#### Recommendation Engine

Given large set of X rules available based on existing reconciliations,build a Y rule recommendation system based on the following

- Y rule is configured using one or more X attributes
- Given many X rules , find out which combination of X keys  occur frequently
- Also determine the which frequency combinations are unexpected

**Input** : Rec Type and Schema of X attributes

**Output**:Probable list of Y rules 


---

#### Association rules with antecedent and  consequent

To identify and evaluvate association rules, three things are key

- How frequent itemsets or consequent and antecedent purchased together : **support(Prevalence)**
- Given purchase of antecedent how likely is the purchase of the consequent : **Confidence(Predictablity)**
- How much likely is this association than we would expect by chance :**Lift(Interest)**

**Note**
- Association rules does not imply causality
- Type 1 errors - accepting false rules
- Type 2 errors  - missing significant rules

---

{A(i)}=> {C(i)}

This rule indicates that based on the history of all the transactions, when Item A is found in a transaction or a basket, there is a strong propensity of the occurrence of Item C within the same transaction.

The set of items on the left-hand side is the **antecedent** of the rule,while the one to the right is the **consequent**.

- The antecedent and consequent of the rule can contain more than one item, like Item A and Item C. 

|Session ID|News|Finance|Entertainment|Sports|Arts|
|----------|----|-------|-------------|------|----|
|1	|1|	1|	0|	0|	0|
|2	|1|	1|	0|	0|	0|
|3	|1|	1|	0|	1|	0|
|4	|0|	0|	0|	0|	1|
|5	|1|	1|	0|	1|	0|
|6	|1|	0|	1|	0|	1|

---
#### Support :
The probability that the antecedent event will occur, is the **support** of the rule.That simply refers to the relative frequency that an itemset appears in transactions.

### [WRITTEN REQUEST A]
Write out the stretch of the recommendation engine notes from "This rule indicates" through "and Item C.", word for word.
### [WRITTEN REQUEST B]
Extend the recommendation engine notes, picking up right after their last sentence.
The items play no part in the recommendation engine notes.

### [EXCERPTED DATA]
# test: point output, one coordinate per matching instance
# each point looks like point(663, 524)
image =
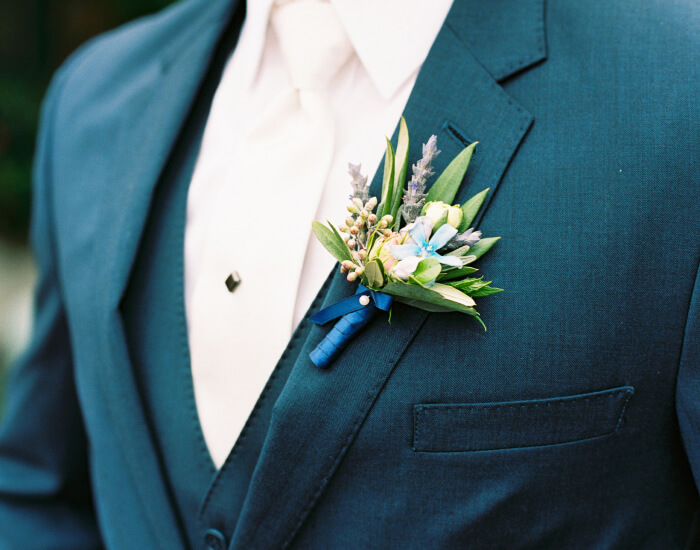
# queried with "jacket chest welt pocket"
point(518, 424)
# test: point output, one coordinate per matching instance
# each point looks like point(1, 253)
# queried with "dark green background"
point(35, 37)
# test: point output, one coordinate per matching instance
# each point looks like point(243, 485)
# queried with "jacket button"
point(214, 540)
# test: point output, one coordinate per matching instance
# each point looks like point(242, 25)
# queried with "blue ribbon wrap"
point(353, 318)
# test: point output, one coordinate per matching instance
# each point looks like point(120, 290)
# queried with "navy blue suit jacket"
point(574, 422)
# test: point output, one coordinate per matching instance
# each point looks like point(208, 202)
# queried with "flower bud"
point(436, 210)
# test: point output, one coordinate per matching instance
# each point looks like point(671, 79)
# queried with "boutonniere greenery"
point(412, 245)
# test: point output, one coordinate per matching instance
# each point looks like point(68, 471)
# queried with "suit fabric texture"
point(574, 422)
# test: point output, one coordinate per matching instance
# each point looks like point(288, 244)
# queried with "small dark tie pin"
point(232, 281)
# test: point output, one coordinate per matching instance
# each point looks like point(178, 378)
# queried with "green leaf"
point(388, 181)
point(465, 284)
point(453, 274)
point(461, 251)
point(470, 210)
point(427, 271)
point(332, 241)
point(442, 220)
point(374, 274)
point(400, 168)
point(446, 187)
point(485, 291)
point(483, 246)
point(438, 298)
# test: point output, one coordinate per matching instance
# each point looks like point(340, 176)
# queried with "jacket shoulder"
point(111, 63)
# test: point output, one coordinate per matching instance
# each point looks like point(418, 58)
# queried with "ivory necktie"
point(261, 228)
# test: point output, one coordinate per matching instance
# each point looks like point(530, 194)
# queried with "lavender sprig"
point(422, 170)
point(360, 187)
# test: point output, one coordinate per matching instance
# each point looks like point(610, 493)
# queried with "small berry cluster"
point(357, 230)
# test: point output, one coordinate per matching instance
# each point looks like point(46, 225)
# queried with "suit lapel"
point(143, 151)
point(319, 412)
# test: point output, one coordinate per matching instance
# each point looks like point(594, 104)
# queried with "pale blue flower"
point(424, 246)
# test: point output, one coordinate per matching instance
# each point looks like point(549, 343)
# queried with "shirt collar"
point(391, 38)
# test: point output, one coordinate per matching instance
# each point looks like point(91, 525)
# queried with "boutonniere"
point(412, 245)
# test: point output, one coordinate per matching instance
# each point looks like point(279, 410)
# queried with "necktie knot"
point(312, 40)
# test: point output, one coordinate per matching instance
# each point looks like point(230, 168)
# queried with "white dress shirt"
point(391, 39)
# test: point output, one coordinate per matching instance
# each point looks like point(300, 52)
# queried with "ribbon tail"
point(340, 335)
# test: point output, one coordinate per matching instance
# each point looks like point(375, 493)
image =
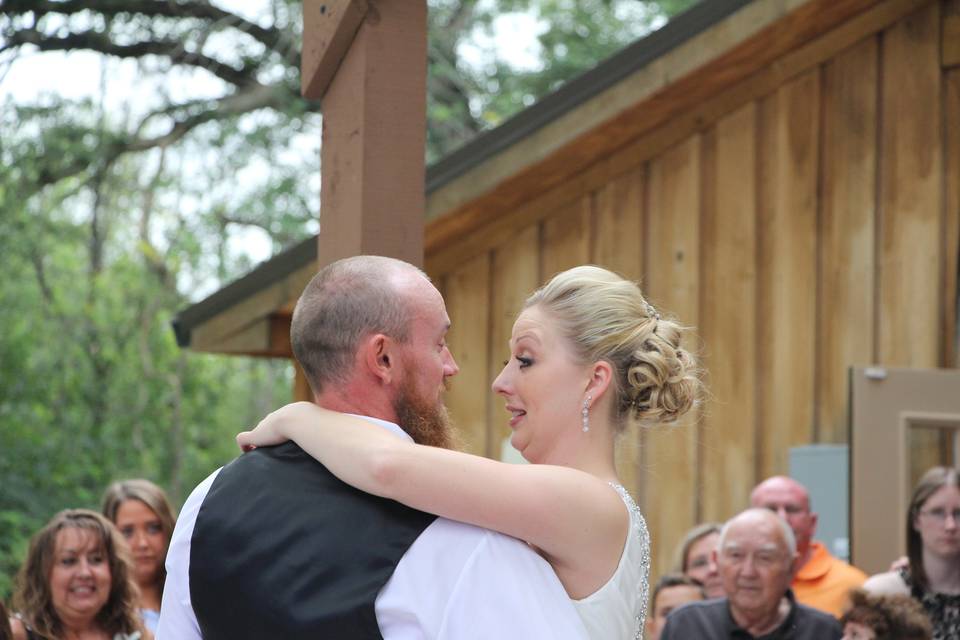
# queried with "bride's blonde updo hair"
point(605, 317)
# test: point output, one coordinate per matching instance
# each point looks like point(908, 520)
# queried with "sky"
point(77, 75)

### [RIGHT ANSWER A]
This rule indicates that based on the history of all the transactions, when Item A is found in a transaction or a basket, there is a strong propensity of the occurrence of Item C within the same transaction.

The set of items on the left-hand side is the **antecedent** of the rule,while the one to the right is the **consequent**.

- The antecedent and consequent of the rule can contain more than one item, like Item A and Item C.

### [RIGHT ANSWER B]
**S{itemset}** =  **# txn with item set / # txn**

From the above example:

- Support({News})=5/6=0.83
- Support({News, Finance})=4/6 =0.67
- Support({Sports})=2/6=0.33

The support measure for a rule indicates whether a rule is worth considering. Since the support measure favors the items where there is high occurrence, it uncovers the patterns that are worth taking advantage of and investigating.

In association analysis, a threshold of support is specified to filter out infrequent rules. Any rule that exceeds the support threshold is then considered for further analysis.

---
#### Confidence
The probability that a transaction that contains the items on the left hand side of the rule also contains the item on the right hand side.The higher the confidence, the greater the likelihood that the item on the right hand side

**C({A=>C})  = **# txn with both(A&C ) / # txn with A**

In the case of the rule {News, Finance}→{Sports}, the question that the confidence measure answers is, if a transaction has both News and Finance, what is the likelihood of seeing Sports in it?

Confidence({News, Finance,Sports}) = support({News, Finance,Sports})/support({News, Finance})

support({{News, Finance,Sports}) =2/6 =0.33

Support({News, Finance})= 4/6=0.67

Confidence({News, Finance,Sports}) =0.33/0.67 =0.5

##### What  does confidence means in this case  ? Half of the transactions that contain News and Finance also contain Sports. This means that 50% of the users who visit the news and finance pages also visit the sports pages.

---
#### Lift

**Need for Lift :**

Though confidence of the rule is widely used, the frequency of occurrence of a rule consequent (conclusion) is largely ignored. In some transaction itemsets, this can provide spurious scrupulous rule sets because of the presence of infrequent items in the rule consequent.

To solve this, the support of a consequent can be put in the denominator of a confidence calculation. This measure is called the lift of the rule.

Lift is the ratio of the observed support of {News and Finance} and {Sports} with what is expected if {News and Finance} and {Sports} usage were completely independent. 


**L({A=>C}) = S({A=>C}) /S(C).S(A)**

Lift({News, Finance} -> Sports) = support({News, Finance,Sports})/( support({News, Finance}) * support({Sports})

Lift({News, Finance} -> Sports)  =0.33/(0.67 * 0.33) =1.5


**Few things to note on lift:** 

- A lift greater than 1 suggests that the presence of the antecedent increases the chances that the consequent will occur in a given transaction

- Lift below 1 indicates that purchasing the antecedent reduces the chances of purchasing the consequent in the same transaction.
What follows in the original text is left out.